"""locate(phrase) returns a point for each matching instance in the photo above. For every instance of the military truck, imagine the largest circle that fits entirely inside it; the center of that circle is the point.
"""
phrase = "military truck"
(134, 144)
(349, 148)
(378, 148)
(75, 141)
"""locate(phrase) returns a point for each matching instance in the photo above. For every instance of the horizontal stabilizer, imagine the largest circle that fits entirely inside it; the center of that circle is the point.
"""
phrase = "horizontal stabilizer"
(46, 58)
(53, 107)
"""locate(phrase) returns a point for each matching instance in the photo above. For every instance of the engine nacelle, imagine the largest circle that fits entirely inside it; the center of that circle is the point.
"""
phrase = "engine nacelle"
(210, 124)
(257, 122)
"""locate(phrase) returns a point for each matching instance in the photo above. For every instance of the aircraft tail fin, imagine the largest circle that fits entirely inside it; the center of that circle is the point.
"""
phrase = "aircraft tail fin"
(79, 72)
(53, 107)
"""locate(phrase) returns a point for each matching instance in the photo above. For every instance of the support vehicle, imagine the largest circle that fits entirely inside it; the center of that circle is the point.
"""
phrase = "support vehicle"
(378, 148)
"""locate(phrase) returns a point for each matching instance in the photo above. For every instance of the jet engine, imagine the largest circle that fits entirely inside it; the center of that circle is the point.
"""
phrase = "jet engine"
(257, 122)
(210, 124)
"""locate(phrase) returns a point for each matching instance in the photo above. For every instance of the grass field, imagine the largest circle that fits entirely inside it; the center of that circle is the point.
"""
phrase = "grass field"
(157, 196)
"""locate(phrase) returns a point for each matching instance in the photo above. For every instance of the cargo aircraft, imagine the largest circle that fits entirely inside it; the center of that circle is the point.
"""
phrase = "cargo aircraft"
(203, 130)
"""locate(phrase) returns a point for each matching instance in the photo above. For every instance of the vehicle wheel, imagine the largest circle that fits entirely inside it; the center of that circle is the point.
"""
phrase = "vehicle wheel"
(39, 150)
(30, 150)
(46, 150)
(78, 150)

• • •

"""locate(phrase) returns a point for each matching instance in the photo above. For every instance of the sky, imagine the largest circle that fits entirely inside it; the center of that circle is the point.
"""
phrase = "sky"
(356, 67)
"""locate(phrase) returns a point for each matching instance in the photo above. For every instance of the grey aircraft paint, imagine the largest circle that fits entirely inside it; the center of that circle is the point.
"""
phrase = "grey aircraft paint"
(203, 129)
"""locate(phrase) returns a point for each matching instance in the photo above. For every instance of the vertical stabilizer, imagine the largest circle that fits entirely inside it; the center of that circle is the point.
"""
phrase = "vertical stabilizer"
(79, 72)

• • •

▶ [WRITTEN TASK]
Determine how many lines of the items above contain the string "tail", and give only that number.

▶ [OUTPUT OF THE EXERCISE]
2